Aim: Recast the rows as a numbered list, from the first line through the line holding "x=281, y=45", inclusive. Skip blank lines and leave the pictures out.

>> BEGIN Material to process

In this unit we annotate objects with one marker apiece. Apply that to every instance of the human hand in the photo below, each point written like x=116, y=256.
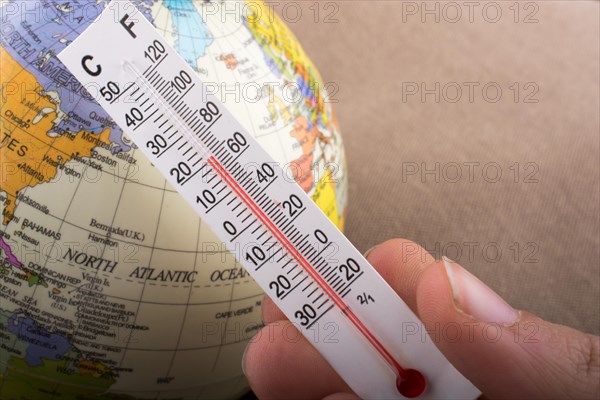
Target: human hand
x=504, y=352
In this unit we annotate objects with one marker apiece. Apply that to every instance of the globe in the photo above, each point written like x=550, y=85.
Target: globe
x=111, y=287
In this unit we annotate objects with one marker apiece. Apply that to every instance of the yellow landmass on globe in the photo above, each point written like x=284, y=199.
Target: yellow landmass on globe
x=28, y=155
x=324, y=197
x=281, y=45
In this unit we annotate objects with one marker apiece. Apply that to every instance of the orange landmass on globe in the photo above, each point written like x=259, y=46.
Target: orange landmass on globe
x=229, y=59
x=307, y=138
x=28, y=155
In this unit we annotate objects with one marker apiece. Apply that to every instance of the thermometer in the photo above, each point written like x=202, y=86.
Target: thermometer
x=251, y=204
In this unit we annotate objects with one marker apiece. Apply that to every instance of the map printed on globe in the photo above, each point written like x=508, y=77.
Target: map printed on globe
x=110, y=286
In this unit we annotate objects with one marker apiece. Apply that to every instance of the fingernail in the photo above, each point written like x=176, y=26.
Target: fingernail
x=244, y=360
x=366, y=255
x=473, y=297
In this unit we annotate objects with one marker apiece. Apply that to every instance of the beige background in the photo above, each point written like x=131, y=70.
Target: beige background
x=370, y=53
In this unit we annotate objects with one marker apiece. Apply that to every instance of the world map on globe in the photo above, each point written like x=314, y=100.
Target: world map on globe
x=111, y=287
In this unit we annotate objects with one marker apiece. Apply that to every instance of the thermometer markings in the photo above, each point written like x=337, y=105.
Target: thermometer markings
x=125, y=91
x=216, y=164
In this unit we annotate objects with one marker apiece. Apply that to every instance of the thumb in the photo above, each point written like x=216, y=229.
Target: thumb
x=504, y=352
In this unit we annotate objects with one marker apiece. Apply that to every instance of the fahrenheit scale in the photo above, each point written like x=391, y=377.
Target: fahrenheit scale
x=250, y=203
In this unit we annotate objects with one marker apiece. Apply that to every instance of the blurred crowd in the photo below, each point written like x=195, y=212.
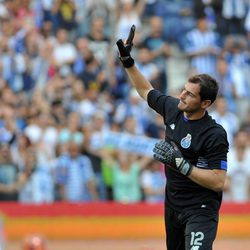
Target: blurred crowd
x=63, y=89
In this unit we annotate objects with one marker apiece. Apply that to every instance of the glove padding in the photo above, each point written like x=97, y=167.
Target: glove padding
x=125, y=49
x=168, y=153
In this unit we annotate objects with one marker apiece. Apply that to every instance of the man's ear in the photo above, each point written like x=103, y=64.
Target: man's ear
x=205, y=104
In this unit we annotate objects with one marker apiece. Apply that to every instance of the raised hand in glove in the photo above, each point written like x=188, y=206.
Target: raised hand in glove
x=168, y=153
x=124, y=49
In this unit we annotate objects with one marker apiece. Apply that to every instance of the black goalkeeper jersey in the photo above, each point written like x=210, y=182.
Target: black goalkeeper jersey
x=203, y=142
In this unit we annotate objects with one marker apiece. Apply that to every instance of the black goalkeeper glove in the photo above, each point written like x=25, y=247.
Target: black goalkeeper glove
x=168, y=153
x=124, y=49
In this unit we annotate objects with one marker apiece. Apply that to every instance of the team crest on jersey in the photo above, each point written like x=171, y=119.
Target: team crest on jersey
x=186, y=141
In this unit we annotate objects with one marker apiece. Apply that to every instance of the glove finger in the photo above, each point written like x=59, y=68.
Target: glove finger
x=123, y=51
x=131, y=35
x=159, y=151
x=158, y=158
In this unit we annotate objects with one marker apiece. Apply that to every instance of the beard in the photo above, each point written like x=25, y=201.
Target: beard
x=191, y=110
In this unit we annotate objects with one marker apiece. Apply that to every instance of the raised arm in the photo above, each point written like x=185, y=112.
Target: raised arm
x=142, y=85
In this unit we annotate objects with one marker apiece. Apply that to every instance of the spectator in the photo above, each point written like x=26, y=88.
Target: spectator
x=227, y=87
x=9, y=181
x=128, y=12
x=155, y=41
x=238, y=62
x=202, y=47
x=238, y=182
x=38, y=186
x=234, y=13
x=126, y=169
x=227, y=119
x=74, y=176
x=153, y=182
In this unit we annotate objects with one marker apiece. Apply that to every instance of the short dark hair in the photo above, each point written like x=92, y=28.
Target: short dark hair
x=209, y=86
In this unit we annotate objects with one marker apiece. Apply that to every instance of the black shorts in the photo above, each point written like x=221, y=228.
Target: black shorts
x=190, y=230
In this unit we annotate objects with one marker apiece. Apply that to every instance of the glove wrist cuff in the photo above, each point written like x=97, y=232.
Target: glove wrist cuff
x=186, y=168
x=127, y=61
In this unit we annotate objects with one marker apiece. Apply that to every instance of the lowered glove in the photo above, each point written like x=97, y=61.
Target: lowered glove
x=168, y=153
x=124, y=49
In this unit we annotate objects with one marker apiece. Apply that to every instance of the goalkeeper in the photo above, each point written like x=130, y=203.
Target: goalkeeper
x=194, y=153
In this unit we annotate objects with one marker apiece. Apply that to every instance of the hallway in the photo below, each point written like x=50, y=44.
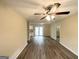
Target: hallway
x=45, y=48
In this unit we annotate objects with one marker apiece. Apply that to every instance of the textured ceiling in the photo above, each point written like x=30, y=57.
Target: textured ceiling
x=28, y=7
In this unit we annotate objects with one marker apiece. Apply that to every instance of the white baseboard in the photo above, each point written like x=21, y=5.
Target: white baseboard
x=68, y=48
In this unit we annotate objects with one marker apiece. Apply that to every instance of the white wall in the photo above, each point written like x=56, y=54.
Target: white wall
x=68, y=32
x=13, y=33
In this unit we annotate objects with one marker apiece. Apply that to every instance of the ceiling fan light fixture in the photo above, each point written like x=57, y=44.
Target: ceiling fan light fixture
x=48, y=18
x=52, y=17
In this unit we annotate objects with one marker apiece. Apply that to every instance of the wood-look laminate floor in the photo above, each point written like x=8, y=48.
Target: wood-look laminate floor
x=45, y=48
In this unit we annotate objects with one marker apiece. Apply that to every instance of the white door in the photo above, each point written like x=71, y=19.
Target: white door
x=38, y=30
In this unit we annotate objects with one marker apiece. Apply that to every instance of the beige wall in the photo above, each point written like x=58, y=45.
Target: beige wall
x=68, y=32
x=46, y=29
x=12, y=31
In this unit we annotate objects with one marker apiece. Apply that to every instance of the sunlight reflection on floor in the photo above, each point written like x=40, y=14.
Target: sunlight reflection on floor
x=39, y=40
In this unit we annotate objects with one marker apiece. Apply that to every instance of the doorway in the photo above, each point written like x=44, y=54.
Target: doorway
x=39, y=31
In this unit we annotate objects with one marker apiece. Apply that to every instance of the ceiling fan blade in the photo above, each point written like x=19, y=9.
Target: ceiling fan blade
x=62, y=13
x=43, y=18
x=57, y=4
x=39, y=14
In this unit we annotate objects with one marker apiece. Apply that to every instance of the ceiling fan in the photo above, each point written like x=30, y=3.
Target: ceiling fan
x=48, y=9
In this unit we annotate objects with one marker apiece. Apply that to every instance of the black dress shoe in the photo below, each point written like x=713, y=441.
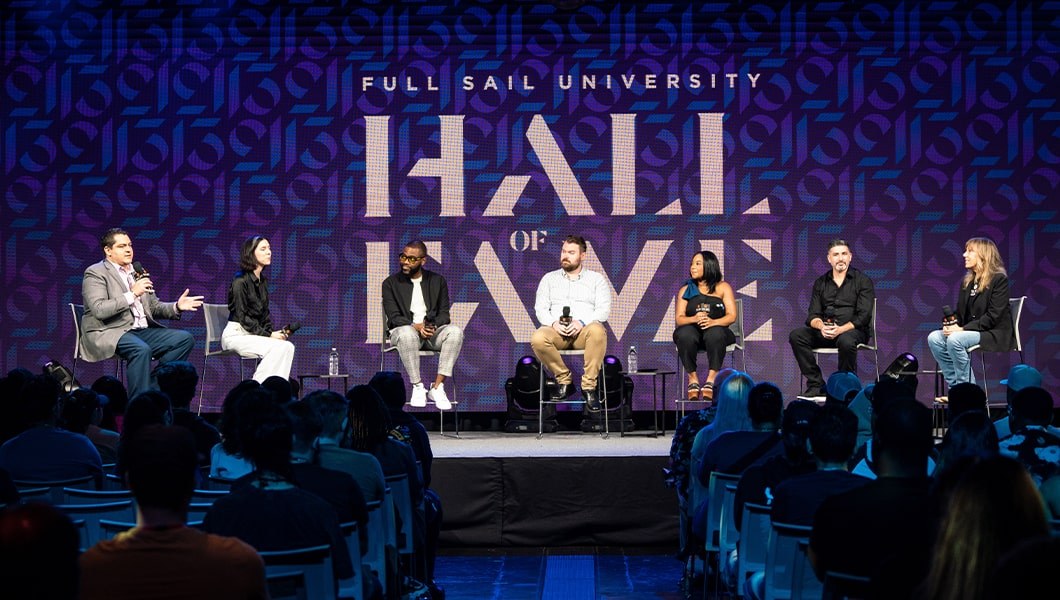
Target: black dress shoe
x=592, y=399
x=563, y=391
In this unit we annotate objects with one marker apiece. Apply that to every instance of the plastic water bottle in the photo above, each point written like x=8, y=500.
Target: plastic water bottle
x=333, y=363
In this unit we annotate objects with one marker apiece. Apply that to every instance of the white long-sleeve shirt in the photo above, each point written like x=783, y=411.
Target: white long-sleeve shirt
x=586, y=293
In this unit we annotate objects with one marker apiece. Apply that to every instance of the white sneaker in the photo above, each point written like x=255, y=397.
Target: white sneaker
x=419, y=395
x=437, y=394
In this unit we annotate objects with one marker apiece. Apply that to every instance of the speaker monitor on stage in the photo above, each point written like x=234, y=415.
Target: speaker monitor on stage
x=523, y=392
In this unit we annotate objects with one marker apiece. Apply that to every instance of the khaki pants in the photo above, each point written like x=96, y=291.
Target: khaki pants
x=547, y=343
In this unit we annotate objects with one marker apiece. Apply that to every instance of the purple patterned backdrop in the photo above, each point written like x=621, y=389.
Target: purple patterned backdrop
x=343, y=129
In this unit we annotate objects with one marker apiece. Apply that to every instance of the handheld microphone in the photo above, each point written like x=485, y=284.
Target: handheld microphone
x=566, y=318
x=829, y=317
x=949, y=316
x=138, y=271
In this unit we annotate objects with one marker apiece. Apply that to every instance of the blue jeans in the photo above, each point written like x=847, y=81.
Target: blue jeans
x=951, y=353
x=138, y=347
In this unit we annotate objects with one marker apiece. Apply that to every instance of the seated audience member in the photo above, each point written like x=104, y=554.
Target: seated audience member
x=339, y=489
x=760, y=480
x=161, y=557
x=13, y=422
x=842, y=386
x=734, y=452
x=1026, y=569
x=38, y=552
x=971, y=434
x=367, y=430
x=993, y=507
x=363, y=466
x=82, y=413
x=226, y=457
x=833, y=435
x=1020, y=376
x=43, y=452
x=265, y=507
x=151, y=407
x=406, y=428
x=885, y=528
x=1032, y=443
x=179, y=380
x=883, y=392
x=963, y=398
x=118, y=399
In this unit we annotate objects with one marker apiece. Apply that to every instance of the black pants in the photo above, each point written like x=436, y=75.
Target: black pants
x=690, y=339
x=805, y=339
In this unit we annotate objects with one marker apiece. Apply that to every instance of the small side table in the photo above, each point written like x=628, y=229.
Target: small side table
x=343, y=376
x=659, y=376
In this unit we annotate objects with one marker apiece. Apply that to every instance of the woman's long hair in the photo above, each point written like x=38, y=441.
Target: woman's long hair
x=711, y=270
x=247, y=260
x=993, y=507
x=368, y=423
x=989, y=265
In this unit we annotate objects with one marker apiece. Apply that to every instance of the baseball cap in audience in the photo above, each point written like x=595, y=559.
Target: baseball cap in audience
x=1023, y=376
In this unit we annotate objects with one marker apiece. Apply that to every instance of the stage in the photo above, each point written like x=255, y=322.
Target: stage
x=569, y=489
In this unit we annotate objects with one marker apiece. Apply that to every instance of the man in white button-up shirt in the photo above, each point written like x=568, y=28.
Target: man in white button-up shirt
x=571, y=305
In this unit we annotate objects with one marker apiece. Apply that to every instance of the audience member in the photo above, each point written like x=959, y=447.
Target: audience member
x=363, y=466
x=118, y=400
x=151, y=407
x=265, y=508
x=971, y=434
x=43, y=452
x=13, y=422
x=161, y=557
x=833, y=435
x=963, y=398
x=760, y=480
x=226, y=457
x=883, y=392
x=179, y=380
x=1020, y=376
x=82, y=413
x=407, y=428
x=1034, y=442
x=339, y=489
x=993, y=507
x=885, y=528
x=38, y=552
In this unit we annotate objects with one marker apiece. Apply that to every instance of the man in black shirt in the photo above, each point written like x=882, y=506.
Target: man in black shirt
x=840, y=316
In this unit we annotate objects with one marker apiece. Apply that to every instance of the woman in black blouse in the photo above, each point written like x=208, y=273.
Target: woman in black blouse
x=249, y=330
x=984, y=318
x=706, y=307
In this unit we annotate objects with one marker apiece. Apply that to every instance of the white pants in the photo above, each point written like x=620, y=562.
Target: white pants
x=276, y=354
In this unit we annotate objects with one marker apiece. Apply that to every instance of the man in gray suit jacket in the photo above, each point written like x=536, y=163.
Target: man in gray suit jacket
x=120, y=315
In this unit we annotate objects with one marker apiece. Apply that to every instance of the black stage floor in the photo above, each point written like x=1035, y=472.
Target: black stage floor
x=512, y=490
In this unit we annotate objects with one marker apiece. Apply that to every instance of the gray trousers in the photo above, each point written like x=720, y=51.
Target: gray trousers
x=447, y=340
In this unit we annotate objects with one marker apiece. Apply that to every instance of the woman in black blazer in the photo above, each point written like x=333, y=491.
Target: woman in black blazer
x=983, y=315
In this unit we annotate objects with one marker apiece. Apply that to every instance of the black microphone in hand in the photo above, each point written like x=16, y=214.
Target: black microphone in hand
x=949, y=316
x=829, y=319
x=566, y=318
x=139, y=272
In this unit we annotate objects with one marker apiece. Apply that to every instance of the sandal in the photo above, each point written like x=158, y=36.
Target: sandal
x=707, y=391
x=693, y=392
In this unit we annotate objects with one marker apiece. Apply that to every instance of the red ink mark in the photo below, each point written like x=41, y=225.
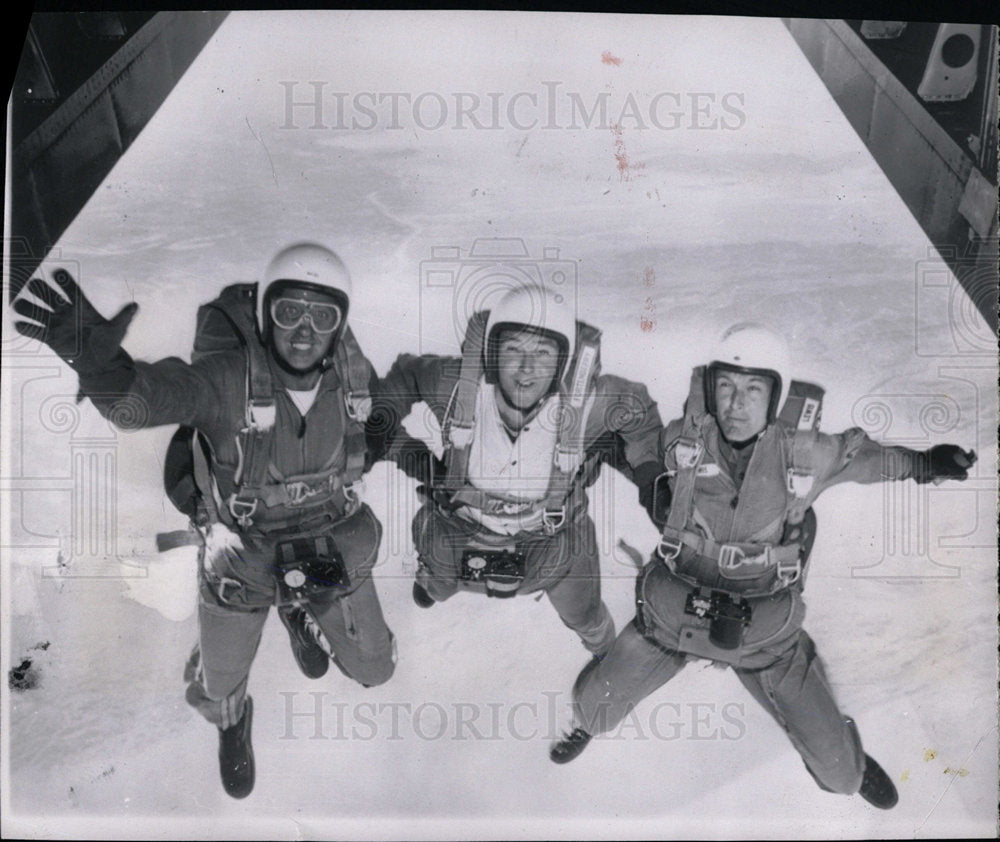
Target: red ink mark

>> END Material to process

Result of the task:
1. In this unit we annotate objects with one marker apiece. Apply that to every instance of the human hand in the photo below, each point written like x=116, y=256.
2. Target: human hand
3. x=504, y=352
4. In this unit we annotate objects with one marker apiece. Apply that to every instance of the globe in the photo above, each point written like x=550, y=85.
5. Target: globe
6. x=111, y=287
7. In this unit we annotate objects with one marker apiece. Apply that to every instance of the yellow landmass on globe in the photo above, each point written like x=284, y=199.
8. Target: yellow landmass on globe
9. x=28, y=155
10. x=324, y=197
11. x=281, y=45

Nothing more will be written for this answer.